Выбранный отрывок →
= = =
Смекни!
smekni.com

Сборник сочинений русской литературы с XIX века до 80-х годов XX века (стр. 74 из 91)

Значительная часть романа состоит из подобных эпизодов. Что же, может быть, благодаря писателю, не только Хитрый Глаз, но и читатель постигает, что такое свобода.

В повести Сергея Каледина «Стройбат» показаны несколько дней из жизни военных строителей, которые выполняют «почетную обязанность советских граждан». Это сборная часть, своего рода свалка, куда собрали «скверну» из многих стройбатов. Поэтому нравы здесь не так уж отличаются от зоны, да и интересы те же. «Короче, ехали в ад, а попали в рай. Вот ворота, а справа, метров двести,- магазин. А в магазине - рассыпуха молдавская, семнадцать градусов, два двадцать литр. С десяти утра. Малинник!»

Закон здесь: у сильного всегда бессильный виноват! Сильные - это деды, слабые - салабоны. Казалось бы, разница небольшая: на год раньше пришел на службу. Но она как цвет кожи или язык. Деды могут не работать, пьянствовать, издеваться над первогодками. Те должны все терпеть. Мало того, будучи отделенными начальниками, деды распоряжаются, как рабовладельцы. «Сперва Женька решил Егорку с Максимкой Косте подарить, да потом одумался - всего-то пахарей у него - эти двое. Егорка, кроме основной работы, Женьку с Мишей Поповым обслуживает: койку заправить, пайку принести из столовой, постирать по мелочи, а Максимка - Колю, Эдика и Старого». Порядок здесь старшие тоже наводят быстро: «Егорку Женька обработал сразу, тот почти не рыпался. Пару раз ему кровь пустил слегка, а чучмеки почему-то крови своей боятся. А... с Максимкой повозился подольше...».

В повести не раз описывается, как солдаты пьют или колются. Центральная сцена - грандиозная драка между ротами. После всего жутким издевательствам воспринимается характеристика на Костю Карамычева. Последние восемь месяцев он работал грузчиком на хлебокомбинате и крал, что только мог. От пьянства «не просыхал». Когда же, «вконец оборзев», попался, командир роты Дощинин «предложил Косте на выбор: или он дело заводит, или Костя срочно чистит... все четыре отрядных сортира». Тот выбрал последнее, взяв, разумеется, помощников из молодых. При «дембеле» же этот командир дал Косте следующую характеристику: «За время службы... рядовой Карамычев К.М. проявил себя как инициативный, выполняющий все уставные требования воин... морально устойчив... Характеристика дана для предъявления в Московский университет». Что ж, готов интеллигент. Беспредел, как говорят зеки. Сейчас готовят военную реформу.
= = =
Исходные данные →
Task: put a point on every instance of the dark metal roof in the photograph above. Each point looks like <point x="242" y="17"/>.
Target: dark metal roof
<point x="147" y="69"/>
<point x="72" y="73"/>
= = =
Условие задания →
Перепишите отрывок, начиная со слов «В повести не» и дальше вплоть до слов «готовят военную реформу.», заменив «хлебокомбинате» на «мясокомбинате». Список к отрывку никакого отношения не имеет.

Полный ответ →
В повести не раз описывается, как солдаты пьют или колются. Центральная сцена - грандиозная драка между ротами. После всего жутким издевательствам воспринимается характеристика на Костю Карамычева. Последние восемь месяцев он работал грузчиком на мясокомбинате и крал, что только мог. От пьянства «не просыхал». Когда же, «вконец оборзев», попался, командир роты Дощинин «предложил Косте на выбор: или он дело заводит, или Костя срочно чистит... все четыре отрядных сортира». Тот выбрал последнее, взяв, разумеется, помощников из молодых. При «дембеле» же этот командир дал Косте следующую характеристику: «За время службы... рядовой Карамычев К.М. проявил себя как инициативный, выполняющий все уставные требования воин... морально устойчив... Характеристика дана для предъявления в Московский университет». Что ж, готов интеллигент. Беспредел, как говорят зеки. Сейчас готовят военную реформу.